_Entries provided_
━━━━━━
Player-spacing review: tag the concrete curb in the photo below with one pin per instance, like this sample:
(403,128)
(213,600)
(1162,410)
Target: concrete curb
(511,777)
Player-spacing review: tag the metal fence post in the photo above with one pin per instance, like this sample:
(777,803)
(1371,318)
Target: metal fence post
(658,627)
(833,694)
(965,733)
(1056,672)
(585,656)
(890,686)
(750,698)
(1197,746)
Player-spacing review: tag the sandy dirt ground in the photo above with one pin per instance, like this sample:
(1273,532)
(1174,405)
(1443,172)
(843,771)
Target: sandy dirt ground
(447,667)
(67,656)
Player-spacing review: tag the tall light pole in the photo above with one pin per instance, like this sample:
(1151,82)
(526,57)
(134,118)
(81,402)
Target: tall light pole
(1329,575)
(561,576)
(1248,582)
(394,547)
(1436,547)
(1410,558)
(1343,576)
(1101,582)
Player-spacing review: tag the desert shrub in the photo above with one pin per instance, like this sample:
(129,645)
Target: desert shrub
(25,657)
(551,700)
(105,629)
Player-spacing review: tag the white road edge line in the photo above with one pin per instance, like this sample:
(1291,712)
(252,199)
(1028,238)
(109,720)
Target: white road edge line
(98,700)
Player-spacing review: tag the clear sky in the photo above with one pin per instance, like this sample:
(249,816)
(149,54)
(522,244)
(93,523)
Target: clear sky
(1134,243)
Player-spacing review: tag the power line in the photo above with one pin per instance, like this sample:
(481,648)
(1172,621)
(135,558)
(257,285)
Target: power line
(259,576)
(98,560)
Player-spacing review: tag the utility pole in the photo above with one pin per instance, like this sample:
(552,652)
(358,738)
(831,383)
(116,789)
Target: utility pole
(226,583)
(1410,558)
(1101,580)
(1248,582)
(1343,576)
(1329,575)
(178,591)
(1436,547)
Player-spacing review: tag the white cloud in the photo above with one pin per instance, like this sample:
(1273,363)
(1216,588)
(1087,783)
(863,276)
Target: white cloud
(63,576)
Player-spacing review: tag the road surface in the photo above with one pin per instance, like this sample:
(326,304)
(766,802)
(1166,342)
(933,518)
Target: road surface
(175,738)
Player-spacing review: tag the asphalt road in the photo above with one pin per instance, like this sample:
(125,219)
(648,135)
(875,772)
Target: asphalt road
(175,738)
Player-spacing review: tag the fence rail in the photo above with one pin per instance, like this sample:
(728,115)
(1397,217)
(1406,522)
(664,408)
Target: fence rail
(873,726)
━━━━━━
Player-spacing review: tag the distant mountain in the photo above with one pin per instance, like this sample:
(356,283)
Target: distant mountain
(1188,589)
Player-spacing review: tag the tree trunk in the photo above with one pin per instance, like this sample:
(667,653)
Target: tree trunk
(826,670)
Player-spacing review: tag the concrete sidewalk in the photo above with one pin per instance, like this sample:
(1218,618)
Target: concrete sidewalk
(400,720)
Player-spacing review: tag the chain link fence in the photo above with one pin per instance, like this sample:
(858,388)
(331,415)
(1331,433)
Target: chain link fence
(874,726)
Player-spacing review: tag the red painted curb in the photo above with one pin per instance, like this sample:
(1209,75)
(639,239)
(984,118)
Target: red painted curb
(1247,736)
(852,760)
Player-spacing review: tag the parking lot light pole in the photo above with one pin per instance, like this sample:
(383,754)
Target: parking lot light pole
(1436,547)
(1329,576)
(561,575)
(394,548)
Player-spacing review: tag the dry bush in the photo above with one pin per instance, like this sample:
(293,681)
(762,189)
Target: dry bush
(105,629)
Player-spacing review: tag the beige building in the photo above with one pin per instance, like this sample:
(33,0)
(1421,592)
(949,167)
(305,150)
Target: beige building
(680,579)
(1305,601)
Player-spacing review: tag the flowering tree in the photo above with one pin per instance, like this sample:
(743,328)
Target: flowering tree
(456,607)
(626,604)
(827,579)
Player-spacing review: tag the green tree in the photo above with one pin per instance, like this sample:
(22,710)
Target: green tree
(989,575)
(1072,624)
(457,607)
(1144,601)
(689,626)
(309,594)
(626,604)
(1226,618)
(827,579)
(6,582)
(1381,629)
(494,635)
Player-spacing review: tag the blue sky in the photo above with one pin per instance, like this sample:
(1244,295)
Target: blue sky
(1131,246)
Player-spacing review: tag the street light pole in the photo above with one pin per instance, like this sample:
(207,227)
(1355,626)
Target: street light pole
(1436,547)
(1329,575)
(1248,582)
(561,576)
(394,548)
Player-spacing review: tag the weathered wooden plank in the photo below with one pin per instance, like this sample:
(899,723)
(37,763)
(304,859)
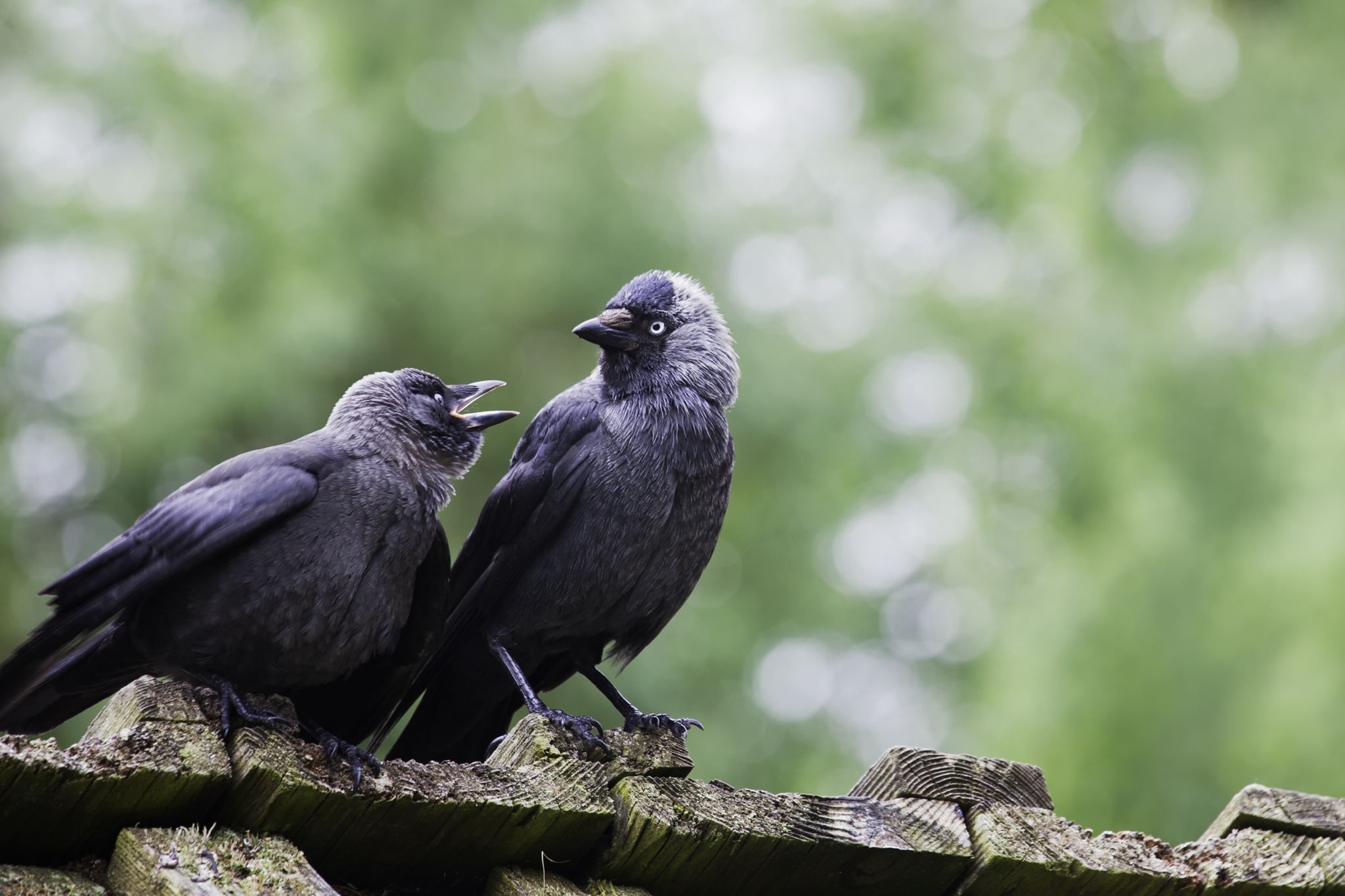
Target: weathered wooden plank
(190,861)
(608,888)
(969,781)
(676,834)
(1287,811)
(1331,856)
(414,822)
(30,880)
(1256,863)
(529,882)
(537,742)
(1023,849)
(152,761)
━━━━━━
_Your instructions_
Please report each line above that contains the word "street", copying every such line in full.

_Answer to this problem_
Player-spacing review: tag the street light pole in the photo above with one pin per instance, like this sample:
Target: street light pole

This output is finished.